> **EXERCISE DETAILS**:
For the word "ornament", state how many lines of the listing below contain it. Give the number and nothing more.

****************************************

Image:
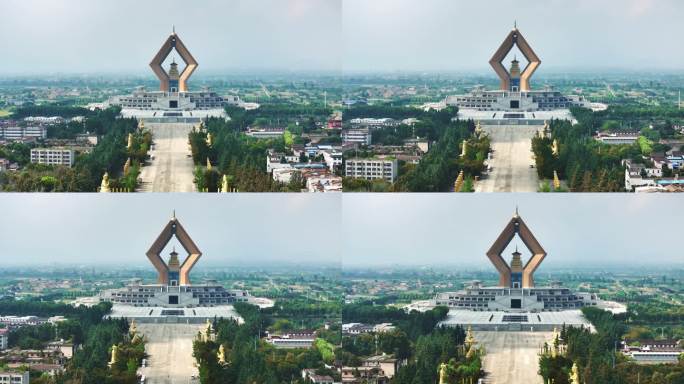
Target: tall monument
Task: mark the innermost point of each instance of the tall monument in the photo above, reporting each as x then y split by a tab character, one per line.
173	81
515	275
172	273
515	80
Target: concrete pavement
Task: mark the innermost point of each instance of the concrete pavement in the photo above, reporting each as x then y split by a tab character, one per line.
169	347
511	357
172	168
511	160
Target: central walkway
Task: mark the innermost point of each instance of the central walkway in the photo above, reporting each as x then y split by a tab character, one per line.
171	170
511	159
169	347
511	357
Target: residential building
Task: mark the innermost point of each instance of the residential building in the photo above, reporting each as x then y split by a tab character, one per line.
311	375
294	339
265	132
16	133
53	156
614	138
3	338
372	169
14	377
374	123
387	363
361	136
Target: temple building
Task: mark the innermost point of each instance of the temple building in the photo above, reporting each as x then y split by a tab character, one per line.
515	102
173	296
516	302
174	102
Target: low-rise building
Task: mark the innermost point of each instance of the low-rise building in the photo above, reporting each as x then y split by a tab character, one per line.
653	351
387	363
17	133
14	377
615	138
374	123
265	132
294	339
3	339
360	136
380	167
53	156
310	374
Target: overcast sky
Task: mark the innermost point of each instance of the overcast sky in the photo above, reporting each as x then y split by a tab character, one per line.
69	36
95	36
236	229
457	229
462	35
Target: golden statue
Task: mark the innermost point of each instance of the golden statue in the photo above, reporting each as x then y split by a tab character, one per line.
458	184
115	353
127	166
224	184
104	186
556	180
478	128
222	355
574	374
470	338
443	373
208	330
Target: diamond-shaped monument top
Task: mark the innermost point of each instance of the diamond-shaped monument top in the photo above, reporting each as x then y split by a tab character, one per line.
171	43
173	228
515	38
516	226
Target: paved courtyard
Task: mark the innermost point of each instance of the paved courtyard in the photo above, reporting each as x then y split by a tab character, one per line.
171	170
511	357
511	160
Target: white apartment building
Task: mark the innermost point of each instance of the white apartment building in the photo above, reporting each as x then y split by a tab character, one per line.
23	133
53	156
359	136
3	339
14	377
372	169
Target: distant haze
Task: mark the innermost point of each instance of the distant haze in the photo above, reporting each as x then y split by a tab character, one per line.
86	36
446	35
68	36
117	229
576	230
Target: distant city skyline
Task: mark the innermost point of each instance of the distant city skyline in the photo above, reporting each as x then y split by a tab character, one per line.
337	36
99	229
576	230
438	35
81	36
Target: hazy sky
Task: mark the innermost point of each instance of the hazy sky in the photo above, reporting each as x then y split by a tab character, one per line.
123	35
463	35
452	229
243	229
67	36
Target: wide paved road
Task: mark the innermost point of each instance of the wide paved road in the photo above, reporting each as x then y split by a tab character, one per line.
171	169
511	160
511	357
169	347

****************************************

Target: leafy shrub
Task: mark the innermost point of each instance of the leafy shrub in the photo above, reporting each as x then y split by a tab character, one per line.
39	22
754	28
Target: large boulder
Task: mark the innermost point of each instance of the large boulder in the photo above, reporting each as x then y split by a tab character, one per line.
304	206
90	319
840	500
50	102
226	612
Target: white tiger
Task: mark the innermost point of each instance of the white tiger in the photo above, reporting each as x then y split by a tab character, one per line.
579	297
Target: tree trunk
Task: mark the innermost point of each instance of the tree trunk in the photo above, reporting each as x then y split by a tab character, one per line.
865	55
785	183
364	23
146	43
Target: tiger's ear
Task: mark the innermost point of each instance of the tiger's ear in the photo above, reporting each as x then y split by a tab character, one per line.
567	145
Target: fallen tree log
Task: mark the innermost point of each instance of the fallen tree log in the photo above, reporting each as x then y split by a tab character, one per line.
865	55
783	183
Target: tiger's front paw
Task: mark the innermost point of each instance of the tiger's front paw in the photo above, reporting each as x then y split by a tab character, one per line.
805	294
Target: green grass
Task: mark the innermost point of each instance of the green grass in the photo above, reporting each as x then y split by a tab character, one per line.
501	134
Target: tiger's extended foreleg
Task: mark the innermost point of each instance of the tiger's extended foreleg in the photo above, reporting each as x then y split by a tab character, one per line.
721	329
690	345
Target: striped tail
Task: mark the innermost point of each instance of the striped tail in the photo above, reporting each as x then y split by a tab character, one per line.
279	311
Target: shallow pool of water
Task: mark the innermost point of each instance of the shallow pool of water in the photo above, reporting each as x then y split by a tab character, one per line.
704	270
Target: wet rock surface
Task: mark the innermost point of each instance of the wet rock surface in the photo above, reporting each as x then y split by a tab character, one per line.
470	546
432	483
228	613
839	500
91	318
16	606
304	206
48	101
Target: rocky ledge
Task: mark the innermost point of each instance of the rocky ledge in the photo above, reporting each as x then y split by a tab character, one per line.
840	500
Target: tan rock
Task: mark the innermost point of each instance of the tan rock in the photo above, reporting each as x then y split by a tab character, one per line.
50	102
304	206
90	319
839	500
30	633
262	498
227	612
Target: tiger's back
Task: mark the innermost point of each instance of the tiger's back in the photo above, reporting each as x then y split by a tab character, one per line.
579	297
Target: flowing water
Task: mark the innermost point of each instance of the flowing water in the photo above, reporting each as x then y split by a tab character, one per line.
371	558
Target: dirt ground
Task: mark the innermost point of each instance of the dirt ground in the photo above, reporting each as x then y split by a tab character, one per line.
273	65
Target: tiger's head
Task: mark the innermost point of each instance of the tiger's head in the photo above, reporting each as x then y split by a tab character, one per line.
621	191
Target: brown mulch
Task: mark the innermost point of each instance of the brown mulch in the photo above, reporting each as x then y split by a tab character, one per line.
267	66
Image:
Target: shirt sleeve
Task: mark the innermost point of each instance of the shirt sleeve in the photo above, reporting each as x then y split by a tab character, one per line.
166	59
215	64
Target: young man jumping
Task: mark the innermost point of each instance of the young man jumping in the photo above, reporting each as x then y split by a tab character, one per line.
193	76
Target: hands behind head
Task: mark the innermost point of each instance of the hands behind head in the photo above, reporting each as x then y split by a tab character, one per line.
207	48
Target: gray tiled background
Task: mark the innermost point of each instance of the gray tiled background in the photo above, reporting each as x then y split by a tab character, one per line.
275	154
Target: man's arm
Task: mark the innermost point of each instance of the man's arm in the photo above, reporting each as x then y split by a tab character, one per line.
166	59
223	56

****************************************

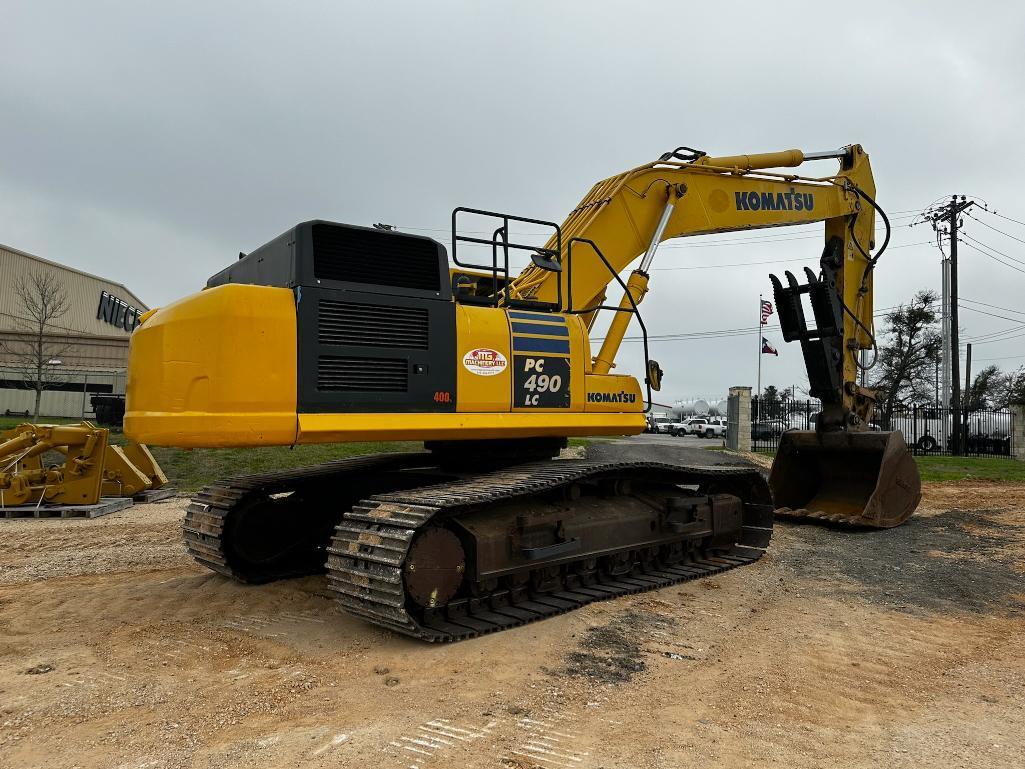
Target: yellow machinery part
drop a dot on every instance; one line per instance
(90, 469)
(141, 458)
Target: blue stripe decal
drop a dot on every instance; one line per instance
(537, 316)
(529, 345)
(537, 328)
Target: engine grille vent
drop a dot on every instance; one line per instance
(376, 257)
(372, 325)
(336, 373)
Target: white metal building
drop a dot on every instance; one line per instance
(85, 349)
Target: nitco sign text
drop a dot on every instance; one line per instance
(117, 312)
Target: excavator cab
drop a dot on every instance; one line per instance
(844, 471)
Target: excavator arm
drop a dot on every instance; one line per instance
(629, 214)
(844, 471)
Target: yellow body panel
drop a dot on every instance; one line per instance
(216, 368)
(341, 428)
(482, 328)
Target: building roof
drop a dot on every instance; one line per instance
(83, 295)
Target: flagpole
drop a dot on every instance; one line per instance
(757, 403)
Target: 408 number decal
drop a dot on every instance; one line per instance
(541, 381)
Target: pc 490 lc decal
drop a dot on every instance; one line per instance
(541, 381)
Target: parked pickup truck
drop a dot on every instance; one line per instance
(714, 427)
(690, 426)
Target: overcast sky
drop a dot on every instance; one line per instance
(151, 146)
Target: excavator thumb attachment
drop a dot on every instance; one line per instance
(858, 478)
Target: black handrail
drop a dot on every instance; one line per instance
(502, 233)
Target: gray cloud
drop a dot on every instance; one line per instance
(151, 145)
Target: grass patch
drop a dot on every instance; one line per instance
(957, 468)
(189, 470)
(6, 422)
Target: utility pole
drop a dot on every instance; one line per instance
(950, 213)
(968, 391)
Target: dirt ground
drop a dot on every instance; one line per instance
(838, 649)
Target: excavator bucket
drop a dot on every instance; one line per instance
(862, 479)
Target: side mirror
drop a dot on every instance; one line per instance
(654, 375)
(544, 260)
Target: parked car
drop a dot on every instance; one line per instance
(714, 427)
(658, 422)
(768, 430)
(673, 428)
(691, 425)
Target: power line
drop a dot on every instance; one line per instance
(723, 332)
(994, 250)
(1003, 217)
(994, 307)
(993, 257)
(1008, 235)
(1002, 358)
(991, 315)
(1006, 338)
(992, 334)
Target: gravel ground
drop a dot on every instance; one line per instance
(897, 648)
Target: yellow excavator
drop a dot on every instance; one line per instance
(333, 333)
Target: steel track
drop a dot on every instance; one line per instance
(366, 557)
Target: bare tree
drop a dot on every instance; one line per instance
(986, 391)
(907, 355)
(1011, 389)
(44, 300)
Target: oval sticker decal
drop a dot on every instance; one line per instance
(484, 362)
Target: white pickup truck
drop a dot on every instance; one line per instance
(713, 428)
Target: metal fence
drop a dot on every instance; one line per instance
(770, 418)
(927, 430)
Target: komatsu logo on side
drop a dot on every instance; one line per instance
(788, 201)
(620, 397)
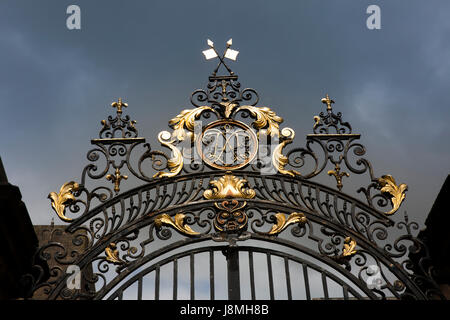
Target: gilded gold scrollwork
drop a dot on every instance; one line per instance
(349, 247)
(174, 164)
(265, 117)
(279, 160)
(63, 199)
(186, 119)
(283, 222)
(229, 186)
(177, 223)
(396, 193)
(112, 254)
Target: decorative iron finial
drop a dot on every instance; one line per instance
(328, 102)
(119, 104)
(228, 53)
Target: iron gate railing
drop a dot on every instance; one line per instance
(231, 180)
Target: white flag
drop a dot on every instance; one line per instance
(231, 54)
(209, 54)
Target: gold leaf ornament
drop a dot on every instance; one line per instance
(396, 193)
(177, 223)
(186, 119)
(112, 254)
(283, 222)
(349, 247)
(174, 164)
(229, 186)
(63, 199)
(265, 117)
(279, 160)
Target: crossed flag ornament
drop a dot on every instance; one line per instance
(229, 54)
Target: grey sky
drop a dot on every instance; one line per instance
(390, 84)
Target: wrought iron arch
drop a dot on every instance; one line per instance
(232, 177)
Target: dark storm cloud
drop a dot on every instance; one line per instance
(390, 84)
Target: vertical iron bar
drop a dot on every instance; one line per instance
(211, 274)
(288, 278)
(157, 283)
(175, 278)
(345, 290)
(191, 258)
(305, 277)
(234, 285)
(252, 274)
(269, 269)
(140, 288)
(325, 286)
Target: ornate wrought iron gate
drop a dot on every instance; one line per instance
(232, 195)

****************************************

> **RESULT FOR THIS EXERCISE**:
2